◆ Instructions for the task ◆
Filter the records, keeping every line that has the string "target".

◆ Source data ◆
☆ ☆ ☆

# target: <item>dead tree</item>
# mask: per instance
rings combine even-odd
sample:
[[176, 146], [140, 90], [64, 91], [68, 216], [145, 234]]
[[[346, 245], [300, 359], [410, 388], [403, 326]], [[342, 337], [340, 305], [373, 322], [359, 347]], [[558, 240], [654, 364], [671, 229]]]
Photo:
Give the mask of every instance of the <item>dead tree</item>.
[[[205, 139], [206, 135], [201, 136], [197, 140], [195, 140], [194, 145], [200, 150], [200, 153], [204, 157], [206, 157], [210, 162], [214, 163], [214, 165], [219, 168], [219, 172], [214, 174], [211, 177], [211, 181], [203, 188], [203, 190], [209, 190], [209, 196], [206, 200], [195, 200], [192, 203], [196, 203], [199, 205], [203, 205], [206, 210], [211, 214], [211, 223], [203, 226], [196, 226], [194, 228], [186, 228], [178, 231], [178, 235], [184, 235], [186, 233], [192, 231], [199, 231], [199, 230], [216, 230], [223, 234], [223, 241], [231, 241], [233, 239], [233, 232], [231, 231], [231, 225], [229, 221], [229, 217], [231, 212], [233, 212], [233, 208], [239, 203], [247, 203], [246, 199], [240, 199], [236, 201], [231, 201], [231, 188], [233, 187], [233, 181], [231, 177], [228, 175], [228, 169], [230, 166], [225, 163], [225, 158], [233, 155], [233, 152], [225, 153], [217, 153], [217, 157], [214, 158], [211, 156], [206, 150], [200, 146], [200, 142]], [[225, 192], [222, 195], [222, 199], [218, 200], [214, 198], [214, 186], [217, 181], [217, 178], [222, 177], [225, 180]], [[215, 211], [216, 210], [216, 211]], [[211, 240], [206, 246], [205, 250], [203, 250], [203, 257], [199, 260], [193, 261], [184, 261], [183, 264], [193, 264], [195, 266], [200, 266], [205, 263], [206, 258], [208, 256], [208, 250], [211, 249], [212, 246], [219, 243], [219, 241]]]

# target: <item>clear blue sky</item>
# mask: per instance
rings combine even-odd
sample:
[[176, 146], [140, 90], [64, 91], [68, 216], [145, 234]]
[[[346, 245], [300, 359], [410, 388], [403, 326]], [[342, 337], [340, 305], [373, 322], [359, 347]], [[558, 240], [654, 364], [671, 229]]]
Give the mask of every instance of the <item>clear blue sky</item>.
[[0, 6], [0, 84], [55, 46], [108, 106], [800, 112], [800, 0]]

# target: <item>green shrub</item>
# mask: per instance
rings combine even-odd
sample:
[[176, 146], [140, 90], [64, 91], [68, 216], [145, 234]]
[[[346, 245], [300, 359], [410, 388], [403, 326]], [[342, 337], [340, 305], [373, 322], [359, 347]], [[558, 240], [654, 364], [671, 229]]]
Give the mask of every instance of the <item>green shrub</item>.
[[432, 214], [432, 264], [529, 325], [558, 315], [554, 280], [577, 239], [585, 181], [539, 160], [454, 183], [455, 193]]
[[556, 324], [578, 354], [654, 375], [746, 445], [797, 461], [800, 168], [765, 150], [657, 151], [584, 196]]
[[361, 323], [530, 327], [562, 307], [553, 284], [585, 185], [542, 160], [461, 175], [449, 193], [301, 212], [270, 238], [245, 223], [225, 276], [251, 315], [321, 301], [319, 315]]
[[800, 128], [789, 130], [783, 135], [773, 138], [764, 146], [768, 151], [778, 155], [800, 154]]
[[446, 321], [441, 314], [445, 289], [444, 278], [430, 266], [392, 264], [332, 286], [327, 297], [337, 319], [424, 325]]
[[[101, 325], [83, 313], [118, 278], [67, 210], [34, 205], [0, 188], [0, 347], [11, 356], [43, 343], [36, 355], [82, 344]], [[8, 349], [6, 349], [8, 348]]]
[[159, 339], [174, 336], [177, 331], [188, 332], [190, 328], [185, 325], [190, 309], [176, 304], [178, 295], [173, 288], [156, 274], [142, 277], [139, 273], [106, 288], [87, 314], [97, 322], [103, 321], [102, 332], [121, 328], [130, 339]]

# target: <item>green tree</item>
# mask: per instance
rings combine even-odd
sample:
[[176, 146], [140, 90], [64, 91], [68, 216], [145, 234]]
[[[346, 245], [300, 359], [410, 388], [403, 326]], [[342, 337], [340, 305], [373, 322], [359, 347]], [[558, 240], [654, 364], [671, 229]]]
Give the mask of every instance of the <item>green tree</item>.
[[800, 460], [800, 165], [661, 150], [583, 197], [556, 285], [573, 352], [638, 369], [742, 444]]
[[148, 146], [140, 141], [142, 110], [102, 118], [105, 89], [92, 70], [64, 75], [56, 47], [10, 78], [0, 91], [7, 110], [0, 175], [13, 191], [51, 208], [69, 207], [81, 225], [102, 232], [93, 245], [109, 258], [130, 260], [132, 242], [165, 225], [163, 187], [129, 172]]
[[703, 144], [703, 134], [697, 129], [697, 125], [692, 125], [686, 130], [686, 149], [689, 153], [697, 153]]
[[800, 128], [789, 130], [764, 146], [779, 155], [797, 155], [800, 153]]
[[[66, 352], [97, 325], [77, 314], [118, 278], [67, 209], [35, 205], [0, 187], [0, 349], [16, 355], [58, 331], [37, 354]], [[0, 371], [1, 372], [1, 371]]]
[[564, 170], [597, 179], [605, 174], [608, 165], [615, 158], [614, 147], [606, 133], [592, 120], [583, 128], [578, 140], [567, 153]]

☆ ☆ ☆

◆ Reply to the task ◆
# target: <item>dead tree</item>
# target: <item>clear blue sky</item>
# target: <item>green shrub</item>
# target: <item>green tree</item>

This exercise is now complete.